» **Problem statement**: Rewrite the records from the line containing "Above is a photo. Locate every dog's black" through the line containing "left=61, top=370, right=72, bottom=401", requests included, shifting every bounding box coordinate in the answers by -52. Begin at the first of those lines and stop after the second.
** Start of Input material **
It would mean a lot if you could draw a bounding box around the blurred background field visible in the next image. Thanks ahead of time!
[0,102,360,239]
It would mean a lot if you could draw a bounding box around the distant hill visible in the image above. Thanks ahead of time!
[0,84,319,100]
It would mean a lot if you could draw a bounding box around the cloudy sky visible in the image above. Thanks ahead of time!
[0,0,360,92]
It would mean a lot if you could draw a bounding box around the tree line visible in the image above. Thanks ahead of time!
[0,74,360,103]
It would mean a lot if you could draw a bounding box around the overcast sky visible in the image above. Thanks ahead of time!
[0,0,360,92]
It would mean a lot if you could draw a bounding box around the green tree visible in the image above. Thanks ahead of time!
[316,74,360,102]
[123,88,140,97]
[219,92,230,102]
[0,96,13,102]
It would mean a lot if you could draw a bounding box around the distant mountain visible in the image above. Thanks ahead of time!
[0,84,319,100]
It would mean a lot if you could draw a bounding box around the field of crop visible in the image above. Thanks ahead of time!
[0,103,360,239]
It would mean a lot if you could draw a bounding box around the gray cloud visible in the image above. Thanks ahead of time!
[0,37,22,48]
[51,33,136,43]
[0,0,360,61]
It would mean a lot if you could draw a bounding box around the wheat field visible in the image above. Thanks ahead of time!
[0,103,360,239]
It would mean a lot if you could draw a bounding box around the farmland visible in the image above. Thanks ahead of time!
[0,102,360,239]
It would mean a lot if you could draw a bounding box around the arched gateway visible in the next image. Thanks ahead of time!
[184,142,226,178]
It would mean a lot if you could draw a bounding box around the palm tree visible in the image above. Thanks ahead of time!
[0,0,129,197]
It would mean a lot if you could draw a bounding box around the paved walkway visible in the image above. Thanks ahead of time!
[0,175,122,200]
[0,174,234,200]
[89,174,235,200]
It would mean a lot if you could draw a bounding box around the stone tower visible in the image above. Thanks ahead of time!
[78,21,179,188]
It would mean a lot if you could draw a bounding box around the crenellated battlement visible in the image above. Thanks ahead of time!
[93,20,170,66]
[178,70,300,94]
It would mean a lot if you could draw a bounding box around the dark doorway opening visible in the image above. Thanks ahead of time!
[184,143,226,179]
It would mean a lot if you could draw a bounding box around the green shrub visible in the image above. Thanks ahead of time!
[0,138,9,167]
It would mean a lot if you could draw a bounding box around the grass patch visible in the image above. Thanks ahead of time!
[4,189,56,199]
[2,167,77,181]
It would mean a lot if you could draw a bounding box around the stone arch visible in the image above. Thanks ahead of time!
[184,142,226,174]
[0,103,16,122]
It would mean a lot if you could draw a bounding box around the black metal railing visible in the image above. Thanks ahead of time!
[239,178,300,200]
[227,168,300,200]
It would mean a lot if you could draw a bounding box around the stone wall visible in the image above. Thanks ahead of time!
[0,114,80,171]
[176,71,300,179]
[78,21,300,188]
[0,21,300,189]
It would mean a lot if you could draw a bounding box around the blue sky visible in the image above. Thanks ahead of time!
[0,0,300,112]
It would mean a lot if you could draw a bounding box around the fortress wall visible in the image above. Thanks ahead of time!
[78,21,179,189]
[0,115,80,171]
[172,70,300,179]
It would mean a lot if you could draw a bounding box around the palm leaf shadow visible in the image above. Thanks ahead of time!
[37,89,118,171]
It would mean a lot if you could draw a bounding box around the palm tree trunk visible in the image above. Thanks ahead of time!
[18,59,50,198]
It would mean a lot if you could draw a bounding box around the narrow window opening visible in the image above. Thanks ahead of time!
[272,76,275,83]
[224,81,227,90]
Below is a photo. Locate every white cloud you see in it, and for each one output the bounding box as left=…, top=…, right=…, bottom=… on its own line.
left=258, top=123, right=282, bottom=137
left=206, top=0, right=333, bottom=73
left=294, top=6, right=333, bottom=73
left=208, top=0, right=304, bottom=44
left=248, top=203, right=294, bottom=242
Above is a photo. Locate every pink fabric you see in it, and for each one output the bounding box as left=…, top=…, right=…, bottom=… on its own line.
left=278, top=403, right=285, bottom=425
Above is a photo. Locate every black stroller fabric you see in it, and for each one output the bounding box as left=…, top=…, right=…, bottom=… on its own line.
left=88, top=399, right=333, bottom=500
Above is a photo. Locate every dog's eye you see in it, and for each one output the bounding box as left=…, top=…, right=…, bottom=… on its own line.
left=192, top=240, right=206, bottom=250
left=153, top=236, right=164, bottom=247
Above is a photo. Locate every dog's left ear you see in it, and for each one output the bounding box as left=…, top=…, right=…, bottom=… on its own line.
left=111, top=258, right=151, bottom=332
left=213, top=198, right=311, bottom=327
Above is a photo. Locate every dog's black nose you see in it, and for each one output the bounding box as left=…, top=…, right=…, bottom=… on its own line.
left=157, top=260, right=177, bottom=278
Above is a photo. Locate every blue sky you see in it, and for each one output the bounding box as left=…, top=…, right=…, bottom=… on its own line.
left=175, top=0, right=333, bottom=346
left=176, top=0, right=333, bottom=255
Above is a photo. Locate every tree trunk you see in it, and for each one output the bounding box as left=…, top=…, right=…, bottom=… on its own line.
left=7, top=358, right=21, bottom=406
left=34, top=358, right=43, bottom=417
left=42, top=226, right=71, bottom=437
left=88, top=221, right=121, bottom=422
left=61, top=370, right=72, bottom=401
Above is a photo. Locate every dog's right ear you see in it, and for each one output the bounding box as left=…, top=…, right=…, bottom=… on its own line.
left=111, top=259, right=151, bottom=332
** End of Input material **
» **Solution for this exercise**:
Above is a photo. Locate every dog's black nose you see in it, and for each one output the bounding box as left=…, top=…, right=…, bottom=… on its own line.
left=105, top=208, right=125, bottom=226
Above is a photo. Locate every blue sky you see in it, and for each one output the bounding box as left=…, top=…, right=…, bottom=… on its own line.
left=123, top=-52, right=281, bottom=294
left=124, top=-52, right=281, bottom=203
Above is a photo. Locate every tree trunk you see in it, and for each one output the bounding box as left=…, top=…, right=…, bottom=… on its own line.
left=-45, top=306, right=-31, bottom=354
left=-18, top=306, right=-9, bottom=365
left=-10, top=174, right=19, bottom=385
left=36, top=169, right=69, bottom=370
left=9, top=318, right=20, bottom=349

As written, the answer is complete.